Extract to read:
---+---
You are viewing a plain text version of this content. The canonical link for it is here.
Posted to user@spark.apache.org by "Surendra , Manchikanti" <su...@gmail.com> on 2019/03/28 04:06:00 UTC

How to extract data in parallel from RDBMS tables

Hi All,

Is there any way to copy all the tables in parallel from RDBMS using Spark?
We are looking for a functionality similar to Sqoop.

Thanks,
Surendra

Re: How to extract data in parallel from RDBMS tables

Posted by Jason Nerothin <ja...@gmail.com>.
I can *imagine* writing some sort of DataframeReader-generation tool, but
am not aware of one that currently exists.

On Tue, Apr 2, 2019 at 13:08 Surendra , Manchikanti <
surendra.manchikanti@gmail.com> wrote:

>
> Looking for a generic solution, not for a specific DB or number of tables.
>
>
> On Fri, Mar 29, 2019 at 5:04 AM Jason Nerothin <ja...@gmail.com>
> wrote:
>
>> How many tables? What DB?
>>
>> On Fri, Mar 29, 2019 at 00:50 Surendra , Manchikanti <
>> surendra.manchikanti@gmail.com> wrote:
>>
>>> Hi Jason,
>>>
>>> Thanks for your reply, But I am looking for a way to parallelly extract
>>> all the tables in a Database.
>>>
>>>
>>> On Thu, Mar 28, 2019 at 2:50 PM Jason Nerothin <ja...@gmail.com>
>>> wrote:
>>>
>>>> Yes.
>>>>
>>>> If you use the numPartitions option, your max parallelism will be that
>>>> number. See also: partitionColumn, lowerBound, and upperBound
>>>>
>>>> https://spark.apache.org/docs/latest/sql-data-sources-jdbc.html
>>>>
>>>> On Wed, Mar 27, 2019 at 23:06 Surendra , Manchikanti <
>>>> surendra.manchikanti@gmail.com> wrote:
>>>>
>>>>> Hi All,
>>>>>
>>>>> Is there any way to copy all the tables in parallel from RDBMS using
>>>>> Spark? We are looking for a functionality similar to Sqoop.
---+---
Required work:
1. Answer these questions about the mailing-list thread:
(a) Which tool does the opening post name as the model for the functionality it wants?
(b) According to the reply posted on Mar 28, what does the numPartitions option determine?
(c) What two things does Jason Nerothin ask in his reply of Mar 29?
2. In the mailing-list thread, take the part that opens with the words containing "I can *imagine*" and closes with "tables? What DB?", and write it out again with "database" substituted for "DB".
3. Translate this sentence from the mailing-list thread into Spanish: "Looking for a generic solution, not for a specific DB or number of tables."

Data shown:
---+---
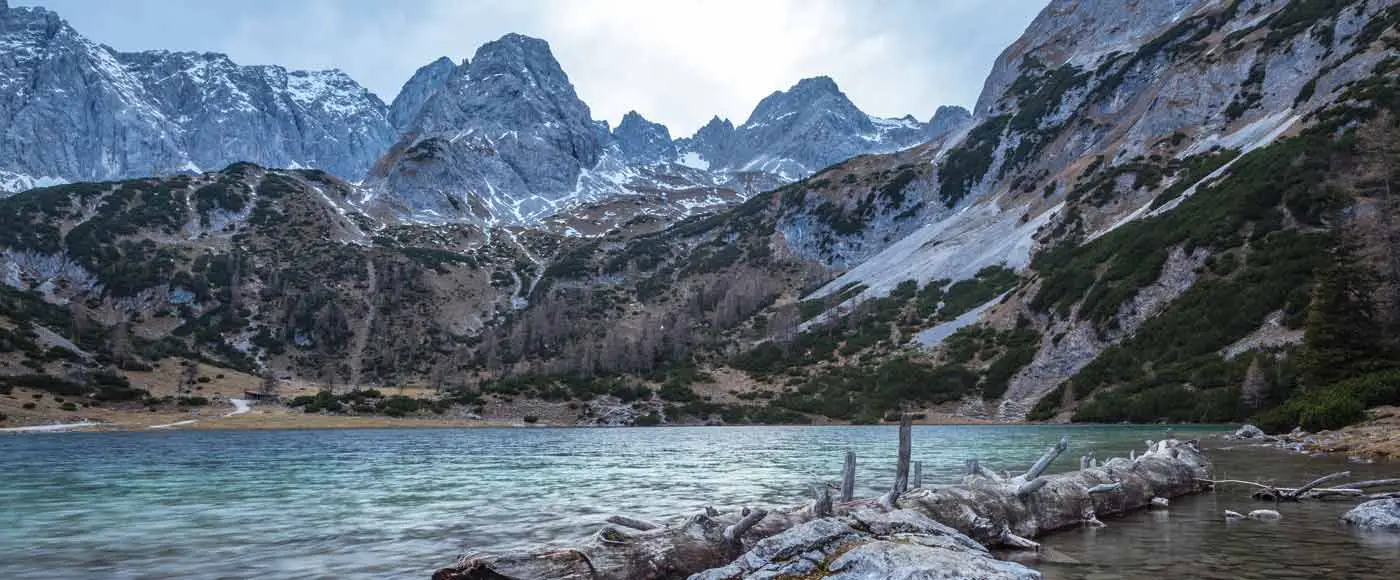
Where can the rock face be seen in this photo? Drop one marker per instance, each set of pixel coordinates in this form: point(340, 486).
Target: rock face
---+---
List of solutions:
1.
(a) Sqoop.
(b) The maximum parallelism, which will be that number.
(c) How many tables there are and what DB is being used.

2.
I can *imagine* writing some sort of DataframeReader-generation tool, but
am not aware of one that currently exists.

On Tue, Apr 2, 2019 at 13:08 Surendra , Manchikanti <
surendra.manchikanti@gmail.com> wrote:

>
> Looking for a generic solution, not for a specific database or number of tables.
>
>
> On Fri, Mar 29, 2019 at 5:04 AM Jason Nerothin <ja...@gmail.com>
> wrote:
>
>> How many tables? What database?

3. Busco una solución genérica, no para una base de datos específica ni para un número concreto de tablas.